Problem details:
After reading the data below, copy out every line that contains the word "wall".
________
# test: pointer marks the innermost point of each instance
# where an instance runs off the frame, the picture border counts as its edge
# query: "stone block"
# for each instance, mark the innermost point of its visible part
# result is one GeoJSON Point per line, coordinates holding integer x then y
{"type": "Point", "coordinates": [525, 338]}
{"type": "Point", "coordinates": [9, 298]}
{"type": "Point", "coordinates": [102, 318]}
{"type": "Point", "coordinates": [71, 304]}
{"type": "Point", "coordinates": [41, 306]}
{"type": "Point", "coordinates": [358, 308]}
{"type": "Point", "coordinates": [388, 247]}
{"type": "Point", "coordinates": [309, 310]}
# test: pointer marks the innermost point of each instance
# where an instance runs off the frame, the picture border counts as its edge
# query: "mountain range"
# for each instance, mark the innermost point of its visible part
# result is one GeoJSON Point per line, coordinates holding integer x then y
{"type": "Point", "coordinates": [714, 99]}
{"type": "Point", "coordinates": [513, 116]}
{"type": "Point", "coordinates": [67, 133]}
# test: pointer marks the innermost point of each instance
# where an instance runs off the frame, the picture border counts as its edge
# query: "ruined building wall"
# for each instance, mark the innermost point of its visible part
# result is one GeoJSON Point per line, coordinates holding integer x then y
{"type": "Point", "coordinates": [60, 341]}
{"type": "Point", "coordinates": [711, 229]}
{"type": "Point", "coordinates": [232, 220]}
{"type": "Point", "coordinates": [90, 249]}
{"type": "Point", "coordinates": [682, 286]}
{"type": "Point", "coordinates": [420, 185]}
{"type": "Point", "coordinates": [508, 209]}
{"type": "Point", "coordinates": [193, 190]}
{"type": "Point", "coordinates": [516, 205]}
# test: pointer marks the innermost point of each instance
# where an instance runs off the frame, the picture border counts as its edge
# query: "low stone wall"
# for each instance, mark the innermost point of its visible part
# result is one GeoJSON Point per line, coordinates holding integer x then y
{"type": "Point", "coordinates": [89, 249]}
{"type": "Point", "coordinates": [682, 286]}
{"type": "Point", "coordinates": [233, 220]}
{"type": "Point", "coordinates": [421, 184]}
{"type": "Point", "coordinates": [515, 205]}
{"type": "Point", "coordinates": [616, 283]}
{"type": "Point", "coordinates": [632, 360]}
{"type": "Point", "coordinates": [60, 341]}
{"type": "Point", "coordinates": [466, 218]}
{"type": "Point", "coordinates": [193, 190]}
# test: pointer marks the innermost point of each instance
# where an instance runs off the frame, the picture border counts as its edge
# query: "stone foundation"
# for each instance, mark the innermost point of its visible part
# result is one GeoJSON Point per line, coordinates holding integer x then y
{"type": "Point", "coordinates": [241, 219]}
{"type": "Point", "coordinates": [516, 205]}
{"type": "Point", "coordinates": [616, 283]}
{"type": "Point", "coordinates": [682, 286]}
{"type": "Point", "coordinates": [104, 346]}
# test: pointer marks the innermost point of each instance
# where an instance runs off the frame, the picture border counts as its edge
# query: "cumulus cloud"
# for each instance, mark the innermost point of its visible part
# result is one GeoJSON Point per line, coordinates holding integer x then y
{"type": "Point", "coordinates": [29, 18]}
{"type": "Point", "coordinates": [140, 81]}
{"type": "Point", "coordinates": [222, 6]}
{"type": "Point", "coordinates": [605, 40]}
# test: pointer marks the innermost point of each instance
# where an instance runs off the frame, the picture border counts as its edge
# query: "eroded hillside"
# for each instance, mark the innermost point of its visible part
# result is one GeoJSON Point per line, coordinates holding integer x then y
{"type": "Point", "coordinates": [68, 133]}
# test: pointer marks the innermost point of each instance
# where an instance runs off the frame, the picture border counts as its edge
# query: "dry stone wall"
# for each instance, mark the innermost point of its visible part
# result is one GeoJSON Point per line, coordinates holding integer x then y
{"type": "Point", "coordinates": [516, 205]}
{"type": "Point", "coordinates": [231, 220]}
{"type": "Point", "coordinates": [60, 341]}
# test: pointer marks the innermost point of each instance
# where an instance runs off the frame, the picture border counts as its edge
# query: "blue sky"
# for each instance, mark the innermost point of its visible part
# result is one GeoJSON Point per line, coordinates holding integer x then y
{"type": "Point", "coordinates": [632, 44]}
________
The completed task:
# query: "ruined building wall"
# query: "low stone wall"
# query: "dry stone wall"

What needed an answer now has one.